§ Çözülecek Sorular:
A: Bukeyr bin Vessac'ın öldürülmesini anlatan metinde "Bu yıl içerisinde" ile başlayıp "Ebi'l-İs bin Ümeyye." ile biten kısmı, bu iki yer de dahil olmak üzere, aynen kopyala.
B: Bukeyr bin Vessac'ın öldürülmesini anlatan metne göre aşağıdaki ifadeler doğru mu? Her biri için evet ya da hayır de ve buna karar verdiren sözleri metinden aynen alıntıla.
(i) Ümeyye, Bukeyr'i daha önce Taharistan'da görevlendirmişti.
(ii) Bukeyr, gaza hazırlığı için borç almamıştı.
(iii) Bahır, Bukeyr'in halifeye karşı isyan edeceğini söyledi.
C: Bukeyr bin Vessac'ın öldürülmesini anlatan metinde geçen bütün bölge adlarını sırala. Kişi adlarına eklenmiş olanları sayma.

─── Metin Bölümü

İBNÜ’L-ESİR

4. CİLT

HİCRİ 77. YIL       ANA SAYFA      Kur’an      Hadis      Sözlük      Biyografi

 

BUKEYR BİN VESSAC'IN ÖLDÜRÜLMESİ

 

Bu yıl içerisinde Ümeyye bin Abdullah, Bukeyr bin Vessac'ı öldürmüştür. Ümeyye'nin dedesinden itibaren nesebi şöyle devam eder: Halid bin Esıd bin Ebi'l-İs bin Ümeyye.

 

Bukeyr'in öldürülmesinin sebebine gelince: Abdülmelik bin Mervan'ın Horasan Yalisi bulunan Ümeyye bin Abdullah, Bukeyr'e Maveraünnehir'e gaza yapmak üzere hazırlıklarını yapmasını emretti. Ümeyye bundan önce Bukeyr'i Taharistan'da da görevlendirmişti. Bukeyr Maveraünnehir'de gaza yapmak üzere hazırlıklarına başlayınca Bahır bin Yerka Bukeyr'i Ümeyye'ye jurnal etti. Bunun üzerine Ümeyye de Bukeyr'i oraya gazaya gitmekten alıkoydu. Maveraünnehir'e gaza yapmak için emir verdiğinde Bukeyr hazırlıklarını yapmış, oldukça fazla masraf etmiş ve hatta bunun için borç bile almıştı. Bahır Ümeyye'ye şöyle demişti: "Seninle Bukeyr arasına nehir girecek olursa, Bukeyr halifeye karşı isyan edecektir." Bunun üzerine Ümeyye Bukeyr'e: "Sen yerinde kal; belki gazaya çıkarım, sen de benimle birlikte olursun." diye haber gönderince Bukeyr hiddetlenerek: "Bu adam beni kıskanıyor gibi." dedi. Gudanlı Ukab Zu'l-Likve de Bukeyr ile birlikte gazaya çıkmak üzere borç almış bulunuyordu. Alacaklılan O'nu yakalatınca hapsedildi ve Bukeyr borcunu ödeyinceye kadar hapisten çıkarılmadı.

──────
─── Veri Kayıtları

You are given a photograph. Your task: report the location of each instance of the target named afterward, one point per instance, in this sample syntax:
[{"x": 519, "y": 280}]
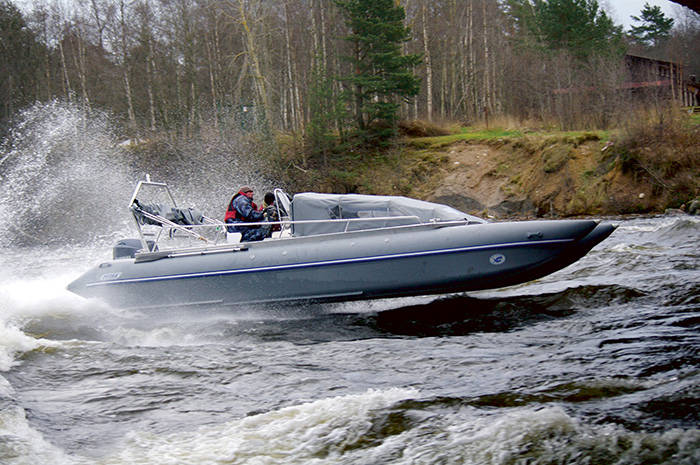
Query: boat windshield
[{"x": 310, "y": 209}]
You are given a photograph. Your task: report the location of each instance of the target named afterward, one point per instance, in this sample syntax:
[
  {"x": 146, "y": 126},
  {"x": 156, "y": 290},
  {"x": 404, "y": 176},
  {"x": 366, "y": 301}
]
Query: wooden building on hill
[
  {"x": 666, "y": 78},
  {"x": 648, "y": 77}
]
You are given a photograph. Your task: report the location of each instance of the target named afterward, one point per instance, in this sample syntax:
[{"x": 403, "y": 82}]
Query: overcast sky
[{"x": 621, "y": 10}]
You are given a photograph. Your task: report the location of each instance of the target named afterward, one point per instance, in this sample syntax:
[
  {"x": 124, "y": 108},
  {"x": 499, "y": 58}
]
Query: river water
[{"x": 597, "y": 363}]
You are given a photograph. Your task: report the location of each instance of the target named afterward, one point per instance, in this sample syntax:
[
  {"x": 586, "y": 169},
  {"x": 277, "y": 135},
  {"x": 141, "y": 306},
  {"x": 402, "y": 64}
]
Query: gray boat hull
[{"x": 413, "y": 260}]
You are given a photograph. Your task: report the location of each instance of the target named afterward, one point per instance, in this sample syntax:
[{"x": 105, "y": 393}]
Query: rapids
[{"x": 597, "y": 363}]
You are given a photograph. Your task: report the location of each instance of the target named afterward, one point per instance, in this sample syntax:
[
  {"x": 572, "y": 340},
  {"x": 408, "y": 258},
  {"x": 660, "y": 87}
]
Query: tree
[
  {"x": 20, "y": 59},
  {"x": 381, "y": 73},
  {"x": 578, "y": 26},
  {"x": 655, "y": 27}
]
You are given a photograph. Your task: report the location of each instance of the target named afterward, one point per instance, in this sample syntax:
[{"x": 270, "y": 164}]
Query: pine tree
[
  {"x": 382, "y": 75},
  {"x": 654, "y": 28}
]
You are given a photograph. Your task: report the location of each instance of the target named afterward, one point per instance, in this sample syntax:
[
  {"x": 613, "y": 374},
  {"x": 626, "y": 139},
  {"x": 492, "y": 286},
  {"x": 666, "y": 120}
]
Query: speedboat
[{"x": 327, "y": 247}]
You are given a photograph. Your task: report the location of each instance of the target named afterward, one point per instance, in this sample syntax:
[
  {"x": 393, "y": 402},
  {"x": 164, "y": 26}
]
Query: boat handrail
[{"x": 285, "y": 223}]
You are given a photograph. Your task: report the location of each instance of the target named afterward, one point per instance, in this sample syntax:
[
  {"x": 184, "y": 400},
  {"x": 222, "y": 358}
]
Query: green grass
[{"x": 474, "y": 134}]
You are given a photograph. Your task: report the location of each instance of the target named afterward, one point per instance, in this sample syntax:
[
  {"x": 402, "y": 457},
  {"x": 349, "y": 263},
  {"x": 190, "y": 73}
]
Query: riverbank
[{"x": 645, "y": 168}]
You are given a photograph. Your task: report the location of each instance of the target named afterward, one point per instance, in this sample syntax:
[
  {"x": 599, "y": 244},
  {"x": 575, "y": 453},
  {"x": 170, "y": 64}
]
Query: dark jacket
[{"x": 242, "y": 210}]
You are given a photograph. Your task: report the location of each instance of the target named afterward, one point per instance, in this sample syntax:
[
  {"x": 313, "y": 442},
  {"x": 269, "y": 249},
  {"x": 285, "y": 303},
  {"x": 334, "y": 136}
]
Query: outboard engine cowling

──────

§ Cevaplar:
A:
Bu yıl içerisinde Ümeyye bin Abdullah, Bukeyr bin Vessac'ı öldürmüştür. Ümeyye'nin dedesinden itibaren nesebi şöyle devam eder: Halid bin Esıd bin Ebi'l-İs bin Ümeyye.

B:
(i) Evet: "Ümeyye bundan önce Bukeyr'i Taharistan'da da görevlendirmişti."
(ii) Hayır: "hatta bunun için borç bile almıştı."
(iii) Evet: "Seninle Bukeyr arasına nehir girecek olursa, Bukeyr halifeye karşı isyan edecektir."

C: Horasan, Maveraünnehir, Taharistan